PROBLEM DETAILS: Write out the stretch of the piece on rowing below from "Photo Credit: Wanganui" through "come that easily.", word for word.

DOCUMENT SECTION:
The art of rowing hard


Pedro Figueira, rowing coach Pedro Figueira preparing the crew for a race at Lake Karapiro.
Photo Credit: Wanganui Chronicle

A Passion for Rowing

Figueira said his passion for rowing started in 1988 after watching an Olympic eight on television as a 12-year-old boy.

“I knew then I was hooked and by October 5, 1988, I remember the exact day, I started training in a four at a local club,” he said.

For the last 30 years or so I have been lucky enough to participate, coach or be in some way involved in, the sport that I love, in five different countries. Just now, due to attending coaches conferences as a speaker, or having the chance to write in this blog, I have started reflecting on my own journey and finally coming to some conclusions that I feel comfortable with regarding rowing. If you have been in the sport long enough, you know that those kinds of conclusions don’t come that easily.

I recall going down the Thames in Wallingford, UK, and watching crews pass by, and noticing how different they looked. That of course started my brain ticking. I wasn’t noticing differences in how successful these crews were, they were all successful, but they still looked worlds apart. That always stayed with me, and even though I had my own individual approach, I still felt that I had to be at peace with myself regarding my own point of view. I learnt my coaching trade at London Rowing Club, at the time, with Paul Reedy at the helm. This impressive and charismatic coach is a true believer in skills, and that ethos is where I started, and believe it or not, where I remain, but now with a bit more of an idea of why I’m a believer in skills.

We all know that rowing is hard

All of us have felt the pain during a race. No matter whether it’s a head race or a 500 metre piece, it’s just hard. It’s the DNA of our sport. But knowing that energy has a limit, it’s important to understand how we can better use that limited energy. This leads me to my beliefs. A few years ago I was towards the end of coaching a session and got into a conversation with another coach in the coach boat, about the differences between being effective and being efficient.He explained in a very understandable way, that “effective” is the skill of doing a certain movement at the right time, for example to catch the water in the right place at the right time. “Efficient” is doing the same thing with less effort. This gives me an opportunity to sell my view to the athletes. If you are at the start line and you know that you have between 240 to 260 strokes in front of you, you want to be consistent. If you want to be consistent you have to be efficient. Making sure that you are consistently effective between your first long stroke and your last, may well be the difference between loosing and winning.

Skills give boat speed

I started liking the idea that life is a cycle and this started me thinking back to my times as a club rower. Being the weakest, I had to find ways to keep up with the rest of the squad, especially during long winter paddles in singles at training camps. I clearly remember trying to think of something different to give me an edge and take me into the middle of the pack, and to be able to enjoy being able to do it, due to relying purely on skills.

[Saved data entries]
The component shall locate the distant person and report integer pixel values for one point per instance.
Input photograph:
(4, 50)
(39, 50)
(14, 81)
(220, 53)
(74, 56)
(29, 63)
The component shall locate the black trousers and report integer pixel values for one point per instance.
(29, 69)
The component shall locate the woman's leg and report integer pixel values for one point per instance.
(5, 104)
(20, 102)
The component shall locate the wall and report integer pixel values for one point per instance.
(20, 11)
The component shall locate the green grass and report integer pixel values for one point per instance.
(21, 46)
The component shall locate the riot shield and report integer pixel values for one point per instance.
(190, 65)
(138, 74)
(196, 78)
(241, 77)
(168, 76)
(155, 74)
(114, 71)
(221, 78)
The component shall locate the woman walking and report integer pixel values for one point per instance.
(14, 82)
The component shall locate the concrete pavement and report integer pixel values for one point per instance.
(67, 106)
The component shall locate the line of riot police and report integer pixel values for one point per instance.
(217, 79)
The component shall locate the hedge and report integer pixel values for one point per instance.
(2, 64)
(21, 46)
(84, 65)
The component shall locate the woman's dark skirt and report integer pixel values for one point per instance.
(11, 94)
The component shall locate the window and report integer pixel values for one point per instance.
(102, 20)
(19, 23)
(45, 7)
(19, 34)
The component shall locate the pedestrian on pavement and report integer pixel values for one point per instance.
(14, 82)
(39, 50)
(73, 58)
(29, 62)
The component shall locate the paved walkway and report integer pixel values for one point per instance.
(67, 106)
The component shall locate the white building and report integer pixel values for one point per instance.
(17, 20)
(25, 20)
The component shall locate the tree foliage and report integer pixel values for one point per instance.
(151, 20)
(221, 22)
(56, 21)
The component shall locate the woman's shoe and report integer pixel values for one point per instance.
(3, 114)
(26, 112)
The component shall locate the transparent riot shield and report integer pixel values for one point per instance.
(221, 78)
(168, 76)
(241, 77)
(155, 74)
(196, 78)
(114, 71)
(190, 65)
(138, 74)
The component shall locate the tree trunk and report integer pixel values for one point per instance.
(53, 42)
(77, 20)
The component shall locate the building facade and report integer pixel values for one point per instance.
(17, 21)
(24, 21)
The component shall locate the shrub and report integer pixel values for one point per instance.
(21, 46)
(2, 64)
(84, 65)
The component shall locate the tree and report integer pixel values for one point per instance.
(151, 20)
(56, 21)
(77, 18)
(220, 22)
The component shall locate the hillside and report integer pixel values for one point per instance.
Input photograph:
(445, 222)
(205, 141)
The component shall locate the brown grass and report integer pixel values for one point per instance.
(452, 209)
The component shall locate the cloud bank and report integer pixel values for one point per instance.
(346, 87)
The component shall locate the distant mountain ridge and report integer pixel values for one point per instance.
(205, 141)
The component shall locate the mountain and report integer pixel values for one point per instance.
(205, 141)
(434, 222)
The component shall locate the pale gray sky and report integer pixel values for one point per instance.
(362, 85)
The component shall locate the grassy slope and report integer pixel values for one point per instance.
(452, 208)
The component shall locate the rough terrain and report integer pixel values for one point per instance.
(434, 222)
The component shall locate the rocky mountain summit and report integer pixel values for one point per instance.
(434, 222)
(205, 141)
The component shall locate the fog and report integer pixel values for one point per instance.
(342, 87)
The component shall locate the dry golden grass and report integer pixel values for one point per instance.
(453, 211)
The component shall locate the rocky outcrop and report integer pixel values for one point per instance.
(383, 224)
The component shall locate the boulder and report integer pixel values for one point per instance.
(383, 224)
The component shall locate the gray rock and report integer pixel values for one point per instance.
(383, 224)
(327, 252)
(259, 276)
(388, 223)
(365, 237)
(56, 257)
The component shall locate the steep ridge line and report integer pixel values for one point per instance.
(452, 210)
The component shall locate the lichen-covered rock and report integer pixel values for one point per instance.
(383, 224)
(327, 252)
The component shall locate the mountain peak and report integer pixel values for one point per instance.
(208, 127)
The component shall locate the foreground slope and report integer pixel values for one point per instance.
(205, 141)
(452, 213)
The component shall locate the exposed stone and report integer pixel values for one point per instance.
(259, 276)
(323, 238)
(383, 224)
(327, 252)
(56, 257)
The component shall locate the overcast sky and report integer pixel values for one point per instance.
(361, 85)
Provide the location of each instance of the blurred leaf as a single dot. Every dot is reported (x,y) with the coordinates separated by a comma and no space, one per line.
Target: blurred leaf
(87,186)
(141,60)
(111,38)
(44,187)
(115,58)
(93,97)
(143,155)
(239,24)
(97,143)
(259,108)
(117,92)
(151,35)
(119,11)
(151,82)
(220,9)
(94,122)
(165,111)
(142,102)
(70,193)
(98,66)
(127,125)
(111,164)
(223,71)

OUTPUT BELOW:
Photo Credit: Wanganui Chronicle

A Passion for Rowing

Figueira said his passion for rowing started in 1988 after watching an Olympic eight on television as a 12-year-old boy.

“I knew then I was hooked and by October 5, 1988, I remember the exact day, I started training in a four at a local club,” he said.

For the last 30 years or so I have been lucky enough to participate, coach or be in some way involved in, the sport that I love, in five different countries. Just now, due to attending coaches conferences as a speaker, or having the chance to write in this blog, I have started reflecting on my own journey and finally coming to some conclusions that I feel comfortable with regarding rowing. If you have been in the sport long enough, you know that those kinds of conclusions don’t come that easily.